Take the line that contains "Put a dot on each instance of the rider's" as the first and the last line of the material as the final one; set down exactly the lines in that span.

==== SUPPLIED INFORMATION ====

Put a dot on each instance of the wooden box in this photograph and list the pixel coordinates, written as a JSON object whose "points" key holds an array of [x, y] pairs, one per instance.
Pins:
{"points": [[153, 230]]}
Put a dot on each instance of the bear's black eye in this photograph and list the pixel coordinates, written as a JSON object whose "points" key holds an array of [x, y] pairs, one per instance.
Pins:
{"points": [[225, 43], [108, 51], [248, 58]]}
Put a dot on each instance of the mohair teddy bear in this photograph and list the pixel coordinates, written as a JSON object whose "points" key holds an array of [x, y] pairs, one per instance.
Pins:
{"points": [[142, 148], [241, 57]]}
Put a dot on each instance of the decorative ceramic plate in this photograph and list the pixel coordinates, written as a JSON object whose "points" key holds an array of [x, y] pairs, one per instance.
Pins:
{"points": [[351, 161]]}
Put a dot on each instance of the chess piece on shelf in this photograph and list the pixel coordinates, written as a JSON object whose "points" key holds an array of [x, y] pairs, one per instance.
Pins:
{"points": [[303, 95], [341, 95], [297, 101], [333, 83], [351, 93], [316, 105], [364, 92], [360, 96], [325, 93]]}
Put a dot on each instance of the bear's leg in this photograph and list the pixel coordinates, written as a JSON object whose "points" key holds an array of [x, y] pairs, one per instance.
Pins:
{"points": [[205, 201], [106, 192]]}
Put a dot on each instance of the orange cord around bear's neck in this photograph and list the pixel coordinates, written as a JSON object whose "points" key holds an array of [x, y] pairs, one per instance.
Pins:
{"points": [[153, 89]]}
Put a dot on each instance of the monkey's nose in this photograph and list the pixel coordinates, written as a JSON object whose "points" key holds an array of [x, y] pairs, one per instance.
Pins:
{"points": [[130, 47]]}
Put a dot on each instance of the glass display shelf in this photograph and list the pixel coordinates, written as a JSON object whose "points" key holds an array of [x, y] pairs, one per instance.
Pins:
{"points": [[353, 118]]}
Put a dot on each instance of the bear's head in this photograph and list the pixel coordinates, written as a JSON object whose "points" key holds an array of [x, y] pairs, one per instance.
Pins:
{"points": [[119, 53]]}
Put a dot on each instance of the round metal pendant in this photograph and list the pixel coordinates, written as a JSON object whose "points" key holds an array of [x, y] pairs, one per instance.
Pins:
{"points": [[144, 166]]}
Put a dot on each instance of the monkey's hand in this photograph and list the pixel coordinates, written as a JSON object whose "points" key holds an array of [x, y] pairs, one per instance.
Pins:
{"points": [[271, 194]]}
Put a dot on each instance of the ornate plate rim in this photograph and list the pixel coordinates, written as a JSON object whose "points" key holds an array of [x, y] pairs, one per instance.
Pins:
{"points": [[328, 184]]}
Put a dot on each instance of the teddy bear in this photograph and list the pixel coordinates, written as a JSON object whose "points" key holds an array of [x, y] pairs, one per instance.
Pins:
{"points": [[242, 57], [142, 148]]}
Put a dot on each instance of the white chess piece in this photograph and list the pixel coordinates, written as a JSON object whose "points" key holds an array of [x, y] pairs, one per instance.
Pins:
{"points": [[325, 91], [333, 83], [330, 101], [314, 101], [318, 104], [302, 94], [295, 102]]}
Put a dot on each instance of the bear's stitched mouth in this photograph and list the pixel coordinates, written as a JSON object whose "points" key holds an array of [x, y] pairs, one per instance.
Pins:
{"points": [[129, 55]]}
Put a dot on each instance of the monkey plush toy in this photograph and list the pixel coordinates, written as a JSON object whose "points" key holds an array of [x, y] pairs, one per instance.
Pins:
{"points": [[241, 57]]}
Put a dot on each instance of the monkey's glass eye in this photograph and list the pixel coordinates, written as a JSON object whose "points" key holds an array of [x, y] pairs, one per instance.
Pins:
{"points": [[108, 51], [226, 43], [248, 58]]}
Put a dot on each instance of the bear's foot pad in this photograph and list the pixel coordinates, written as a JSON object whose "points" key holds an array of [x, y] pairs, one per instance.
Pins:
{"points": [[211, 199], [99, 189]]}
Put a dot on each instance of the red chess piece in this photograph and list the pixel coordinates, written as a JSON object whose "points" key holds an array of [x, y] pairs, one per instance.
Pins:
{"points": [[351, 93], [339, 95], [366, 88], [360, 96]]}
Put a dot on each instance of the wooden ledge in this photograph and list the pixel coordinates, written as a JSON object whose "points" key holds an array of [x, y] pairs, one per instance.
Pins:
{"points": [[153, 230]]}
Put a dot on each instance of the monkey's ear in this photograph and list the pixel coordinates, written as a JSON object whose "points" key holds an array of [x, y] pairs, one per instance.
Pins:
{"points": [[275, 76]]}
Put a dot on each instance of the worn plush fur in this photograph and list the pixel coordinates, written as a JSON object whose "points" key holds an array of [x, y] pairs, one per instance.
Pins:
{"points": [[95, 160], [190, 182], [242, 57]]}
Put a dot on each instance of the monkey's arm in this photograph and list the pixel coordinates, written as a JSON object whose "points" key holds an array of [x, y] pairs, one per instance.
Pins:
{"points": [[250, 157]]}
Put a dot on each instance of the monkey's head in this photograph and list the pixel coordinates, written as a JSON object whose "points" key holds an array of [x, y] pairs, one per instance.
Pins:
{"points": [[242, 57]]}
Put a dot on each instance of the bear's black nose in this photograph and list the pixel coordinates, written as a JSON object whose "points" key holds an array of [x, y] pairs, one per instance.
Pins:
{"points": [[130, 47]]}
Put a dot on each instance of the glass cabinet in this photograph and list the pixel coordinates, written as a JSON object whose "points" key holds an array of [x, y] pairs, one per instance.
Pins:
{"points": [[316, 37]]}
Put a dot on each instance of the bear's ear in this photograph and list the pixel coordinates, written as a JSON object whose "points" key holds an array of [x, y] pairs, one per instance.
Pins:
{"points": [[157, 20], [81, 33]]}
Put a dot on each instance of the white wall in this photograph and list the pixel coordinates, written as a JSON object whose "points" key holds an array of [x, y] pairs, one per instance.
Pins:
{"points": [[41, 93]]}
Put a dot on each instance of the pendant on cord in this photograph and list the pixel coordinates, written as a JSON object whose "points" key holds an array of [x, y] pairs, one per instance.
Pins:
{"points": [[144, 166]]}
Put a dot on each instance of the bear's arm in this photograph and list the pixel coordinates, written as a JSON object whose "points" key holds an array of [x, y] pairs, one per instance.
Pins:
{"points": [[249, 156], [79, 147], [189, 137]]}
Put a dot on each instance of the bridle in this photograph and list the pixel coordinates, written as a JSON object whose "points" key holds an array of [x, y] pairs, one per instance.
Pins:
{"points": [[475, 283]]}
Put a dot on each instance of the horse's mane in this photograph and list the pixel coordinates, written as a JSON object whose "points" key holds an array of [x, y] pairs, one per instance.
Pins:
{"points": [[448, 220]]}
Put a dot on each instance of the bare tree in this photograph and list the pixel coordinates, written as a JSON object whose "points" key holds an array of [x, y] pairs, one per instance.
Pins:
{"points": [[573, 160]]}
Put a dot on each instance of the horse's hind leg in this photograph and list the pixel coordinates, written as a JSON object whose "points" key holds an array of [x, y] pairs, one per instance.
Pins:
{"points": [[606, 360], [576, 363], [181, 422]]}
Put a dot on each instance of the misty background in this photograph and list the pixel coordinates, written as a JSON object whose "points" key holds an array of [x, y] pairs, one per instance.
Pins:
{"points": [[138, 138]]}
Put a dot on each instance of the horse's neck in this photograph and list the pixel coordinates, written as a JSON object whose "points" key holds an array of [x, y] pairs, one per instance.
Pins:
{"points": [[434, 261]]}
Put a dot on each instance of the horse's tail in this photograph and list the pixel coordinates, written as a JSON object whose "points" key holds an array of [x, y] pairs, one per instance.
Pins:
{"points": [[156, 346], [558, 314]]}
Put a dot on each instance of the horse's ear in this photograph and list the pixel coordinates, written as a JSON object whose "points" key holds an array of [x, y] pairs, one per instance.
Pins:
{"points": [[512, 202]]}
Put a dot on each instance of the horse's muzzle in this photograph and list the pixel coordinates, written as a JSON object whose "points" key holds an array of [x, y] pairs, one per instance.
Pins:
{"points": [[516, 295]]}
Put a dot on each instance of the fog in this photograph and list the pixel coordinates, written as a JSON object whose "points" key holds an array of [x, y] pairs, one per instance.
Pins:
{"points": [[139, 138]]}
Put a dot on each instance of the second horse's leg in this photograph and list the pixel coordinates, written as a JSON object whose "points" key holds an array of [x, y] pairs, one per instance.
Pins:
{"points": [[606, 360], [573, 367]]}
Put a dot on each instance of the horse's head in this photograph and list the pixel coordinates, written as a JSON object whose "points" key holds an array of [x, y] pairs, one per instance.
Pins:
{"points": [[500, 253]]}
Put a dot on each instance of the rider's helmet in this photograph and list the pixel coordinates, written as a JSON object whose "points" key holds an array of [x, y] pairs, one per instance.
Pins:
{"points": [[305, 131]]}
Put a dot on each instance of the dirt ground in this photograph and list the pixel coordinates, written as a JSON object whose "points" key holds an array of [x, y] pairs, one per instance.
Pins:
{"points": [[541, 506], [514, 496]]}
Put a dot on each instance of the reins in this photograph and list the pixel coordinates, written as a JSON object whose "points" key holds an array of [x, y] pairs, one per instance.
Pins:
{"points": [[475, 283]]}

====

__FULL SOLUTION__:
Put a dot on each instance of the rider's helmet in this photograph and list the pixel coordinates, written as a JSON object whose "points" key holds an array of [x, y] pairs, one per instance.
Pins:
{"points": [[305, 131]]}
Put a dot on each instance of the dirt ground in this photograph and list the pixel coordinates, written as a JSON object whose "points" key holds an array of [x, y] pairs, one per instance.
Pins:
{"points": [[541, 506], [514, 496]]}
Put a dot on each instance of the reins in this photograph and list the pixel coordinates, written as a JSON object whose "points" key holds an array of [x, y] pairs, one per instance.
Pins:
{"points": [[475, 283]]}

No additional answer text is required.